(Data items)
········
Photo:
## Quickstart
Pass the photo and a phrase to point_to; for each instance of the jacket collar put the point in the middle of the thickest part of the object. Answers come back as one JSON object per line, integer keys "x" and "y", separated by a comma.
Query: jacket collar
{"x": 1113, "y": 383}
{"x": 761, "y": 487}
········
**TO DO:** Retype every one of the records above exactly as it appears, changing nothing.

**THE RESULT:**
Photo:
## Quickstart
Pass the photo and a phrase to point_to; for each instance of the jacket collar put the point in the middle of the thickest part of the object. Answers come back as one JSON object per line, integer keys "x" and "y", separated by a comma.
Query: jacket collar
{"x": 1113, "y": 383}
{"x": 761, "y": 487}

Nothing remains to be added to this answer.